For this exercise, please reproduce the records below word for word, from the first line through the line with "Query: waterfront building".

Stored items:
○ ○ ○ ○ ○

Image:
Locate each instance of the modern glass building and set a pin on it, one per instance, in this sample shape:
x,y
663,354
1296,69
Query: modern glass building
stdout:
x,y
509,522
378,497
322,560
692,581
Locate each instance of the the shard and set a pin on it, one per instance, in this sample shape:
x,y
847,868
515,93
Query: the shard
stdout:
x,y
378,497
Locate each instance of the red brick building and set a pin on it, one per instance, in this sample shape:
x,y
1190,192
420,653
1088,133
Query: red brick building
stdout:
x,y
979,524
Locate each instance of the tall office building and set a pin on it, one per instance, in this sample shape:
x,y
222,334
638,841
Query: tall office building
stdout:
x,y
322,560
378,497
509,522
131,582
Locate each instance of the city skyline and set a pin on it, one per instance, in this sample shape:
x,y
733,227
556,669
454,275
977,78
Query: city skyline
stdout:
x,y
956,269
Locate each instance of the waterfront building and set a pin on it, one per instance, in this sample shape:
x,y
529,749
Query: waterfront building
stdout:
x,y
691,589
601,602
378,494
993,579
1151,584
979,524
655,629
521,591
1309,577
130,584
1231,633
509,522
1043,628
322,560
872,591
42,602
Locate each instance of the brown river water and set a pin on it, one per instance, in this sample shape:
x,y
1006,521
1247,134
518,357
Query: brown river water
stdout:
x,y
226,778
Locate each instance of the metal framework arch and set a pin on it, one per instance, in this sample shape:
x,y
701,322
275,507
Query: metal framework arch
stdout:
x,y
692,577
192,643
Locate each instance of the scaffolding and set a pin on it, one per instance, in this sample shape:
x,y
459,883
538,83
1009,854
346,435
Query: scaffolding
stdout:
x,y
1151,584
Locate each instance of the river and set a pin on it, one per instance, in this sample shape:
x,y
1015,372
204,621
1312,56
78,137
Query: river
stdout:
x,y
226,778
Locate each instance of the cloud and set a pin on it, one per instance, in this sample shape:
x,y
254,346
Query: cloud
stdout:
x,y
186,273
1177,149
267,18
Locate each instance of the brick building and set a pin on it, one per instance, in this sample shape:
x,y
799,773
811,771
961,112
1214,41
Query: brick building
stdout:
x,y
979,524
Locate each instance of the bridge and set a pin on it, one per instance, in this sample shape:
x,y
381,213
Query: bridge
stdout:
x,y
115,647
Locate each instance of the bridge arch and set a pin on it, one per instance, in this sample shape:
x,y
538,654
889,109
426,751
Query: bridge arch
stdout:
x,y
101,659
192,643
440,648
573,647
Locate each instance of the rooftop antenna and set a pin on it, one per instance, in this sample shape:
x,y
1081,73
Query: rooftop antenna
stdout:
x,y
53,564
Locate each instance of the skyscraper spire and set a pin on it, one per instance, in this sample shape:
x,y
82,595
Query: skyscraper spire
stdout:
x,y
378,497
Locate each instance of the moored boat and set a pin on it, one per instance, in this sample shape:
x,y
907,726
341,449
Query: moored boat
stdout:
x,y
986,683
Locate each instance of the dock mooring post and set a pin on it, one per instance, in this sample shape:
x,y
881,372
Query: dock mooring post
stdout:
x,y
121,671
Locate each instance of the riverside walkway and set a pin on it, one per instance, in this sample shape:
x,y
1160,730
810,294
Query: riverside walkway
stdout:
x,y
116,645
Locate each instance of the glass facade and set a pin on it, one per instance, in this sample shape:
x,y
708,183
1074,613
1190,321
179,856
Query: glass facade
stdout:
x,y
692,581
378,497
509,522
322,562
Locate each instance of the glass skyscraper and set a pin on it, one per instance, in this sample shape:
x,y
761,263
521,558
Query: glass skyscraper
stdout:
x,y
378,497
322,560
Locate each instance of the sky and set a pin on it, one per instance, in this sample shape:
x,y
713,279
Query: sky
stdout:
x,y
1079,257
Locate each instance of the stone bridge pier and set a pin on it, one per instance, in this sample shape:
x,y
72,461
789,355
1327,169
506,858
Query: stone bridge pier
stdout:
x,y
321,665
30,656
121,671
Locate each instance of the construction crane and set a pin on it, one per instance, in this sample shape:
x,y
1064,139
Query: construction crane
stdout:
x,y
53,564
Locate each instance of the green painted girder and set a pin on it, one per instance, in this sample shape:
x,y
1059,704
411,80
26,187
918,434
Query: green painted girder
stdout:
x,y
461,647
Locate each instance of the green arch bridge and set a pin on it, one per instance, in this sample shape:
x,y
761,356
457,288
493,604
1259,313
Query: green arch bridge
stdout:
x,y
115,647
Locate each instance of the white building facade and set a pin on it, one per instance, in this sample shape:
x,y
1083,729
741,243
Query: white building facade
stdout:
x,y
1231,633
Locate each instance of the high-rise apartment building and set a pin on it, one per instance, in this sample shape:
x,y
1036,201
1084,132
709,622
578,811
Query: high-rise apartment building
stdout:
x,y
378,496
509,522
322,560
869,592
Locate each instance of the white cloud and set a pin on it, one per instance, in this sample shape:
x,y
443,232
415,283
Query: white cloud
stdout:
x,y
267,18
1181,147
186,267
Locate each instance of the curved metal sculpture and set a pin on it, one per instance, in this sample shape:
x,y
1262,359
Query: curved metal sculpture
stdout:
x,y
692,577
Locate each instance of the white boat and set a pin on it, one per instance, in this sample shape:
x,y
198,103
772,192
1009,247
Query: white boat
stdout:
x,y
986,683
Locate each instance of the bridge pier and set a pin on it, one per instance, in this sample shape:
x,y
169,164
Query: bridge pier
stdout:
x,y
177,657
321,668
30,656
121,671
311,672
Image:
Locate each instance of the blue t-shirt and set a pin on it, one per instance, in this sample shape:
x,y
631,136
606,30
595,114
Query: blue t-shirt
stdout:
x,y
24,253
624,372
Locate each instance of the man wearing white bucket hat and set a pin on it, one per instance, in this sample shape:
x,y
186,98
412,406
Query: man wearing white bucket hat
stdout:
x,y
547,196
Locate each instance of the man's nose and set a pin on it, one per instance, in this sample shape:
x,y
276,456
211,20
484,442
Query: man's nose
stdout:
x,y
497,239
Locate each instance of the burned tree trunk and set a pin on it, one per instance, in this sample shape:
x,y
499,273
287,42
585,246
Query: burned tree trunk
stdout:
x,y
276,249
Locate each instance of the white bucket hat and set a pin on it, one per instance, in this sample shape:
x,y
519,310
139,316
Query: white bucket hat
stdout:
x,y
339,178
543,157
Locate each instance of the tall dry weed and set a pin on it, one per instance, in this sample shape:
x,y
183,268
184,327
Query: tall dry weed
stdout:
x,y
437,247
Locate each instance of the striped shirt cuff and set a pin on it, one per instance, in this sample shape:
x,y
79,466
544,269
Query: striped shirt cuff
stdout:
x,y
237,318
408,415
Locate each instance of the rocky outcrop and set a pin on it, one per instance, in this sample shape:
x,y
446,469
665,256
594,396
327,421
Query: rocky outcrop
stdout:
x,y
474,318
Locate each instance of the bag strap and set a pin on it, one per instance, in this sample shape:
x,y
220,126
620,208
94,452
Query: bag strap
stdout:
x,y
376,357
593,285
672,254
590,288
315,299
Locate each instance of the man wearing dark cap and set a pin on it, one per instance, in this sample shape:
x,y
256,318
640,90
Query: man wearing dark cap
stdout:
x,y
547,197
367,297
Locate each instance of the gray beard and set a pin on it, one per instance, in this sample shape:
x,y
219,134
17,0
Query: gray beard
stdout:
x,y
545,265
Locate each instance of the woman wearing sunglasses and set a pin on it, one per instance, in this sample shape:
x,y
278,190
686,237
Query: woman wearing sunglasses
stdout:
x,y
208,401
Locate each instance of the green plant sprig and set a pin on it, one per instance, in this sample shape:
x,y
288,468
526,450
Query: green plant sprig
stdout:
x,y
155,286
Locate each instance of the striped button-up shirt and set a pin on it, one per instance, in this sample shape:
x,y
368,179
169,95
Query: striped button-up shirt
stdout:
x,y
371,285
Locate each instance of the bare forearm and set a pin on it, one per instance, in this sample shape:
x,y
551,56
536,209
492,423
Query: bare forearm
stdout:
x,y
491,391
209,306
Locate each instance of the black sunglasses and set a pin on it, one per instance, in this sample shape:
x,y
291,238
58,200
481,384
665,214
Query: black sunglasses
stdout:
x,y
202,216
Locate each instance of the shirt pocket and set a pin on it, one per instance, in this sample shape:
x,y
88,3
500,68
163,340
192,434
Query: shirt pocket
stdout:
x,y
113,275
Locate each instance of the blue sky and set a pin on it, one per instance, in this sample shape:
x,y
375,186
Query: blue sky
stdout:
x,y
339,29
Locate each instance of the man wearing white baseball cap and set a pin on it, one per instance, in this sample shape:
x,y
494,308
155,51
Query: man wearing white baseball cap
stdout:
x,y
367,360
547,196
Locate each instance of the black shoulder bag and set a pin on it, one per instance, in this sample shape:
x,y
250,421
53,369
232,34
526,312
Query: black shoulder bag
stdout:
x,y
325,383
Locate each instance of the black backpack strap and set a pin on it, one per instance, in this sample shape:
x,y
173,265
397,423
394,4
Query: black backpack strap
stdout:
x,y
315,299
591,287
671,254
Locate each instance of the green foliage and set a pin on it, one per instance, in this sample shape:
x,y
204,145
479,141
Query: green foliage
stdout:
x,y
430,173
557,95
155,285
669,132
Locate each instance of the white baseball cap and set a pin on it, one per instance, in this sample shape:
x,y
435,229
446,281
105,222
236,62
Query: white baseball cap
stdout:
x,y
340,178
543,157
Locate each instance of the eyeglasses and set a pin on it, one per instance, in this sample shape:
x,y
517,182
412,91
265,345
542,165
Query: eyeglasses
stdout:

○ ○ ○ ○ ○

ANSWER SECTION
Image:
Locate each instance of the modern glass building and set a pin on it, one per instance, in this sample shape:
x,y
663,354
1296,69
Query: modern glass building
stdout:
x,y
509,522
378,497
322,560
692,581
Locate each instance of the the shard and set a pin on it, one per instance, in this sample shape:
x,y
847,868
515,93
Query: the shard
stdout:
x,y
378,497
Locate each instance of the red brick building and set a pin on it, one per instance, in this sample shape:
x,y
1190,192
420,653
1088,133
Query: red brick building
stdout:
x,y
979,524
Locate each instance of the tall office building and set a pin on it, one per instance, in this sample shape:
x,y
222,334
638,841
Query: tall office building
stdout:
x,y
322,560
378,497
509,522
131,582
Locate each instance of the city skyline and set a pin on it, one per instance, in this sample shape:
x,y
733,227
556,669
454,275
977,78
Query: city skyline
stdout:
x,y
956,269
Locate each instance of the waterfront building and set a pin on it, one per instance, in this sample shape:
x,y
529,749
Query: waterfront building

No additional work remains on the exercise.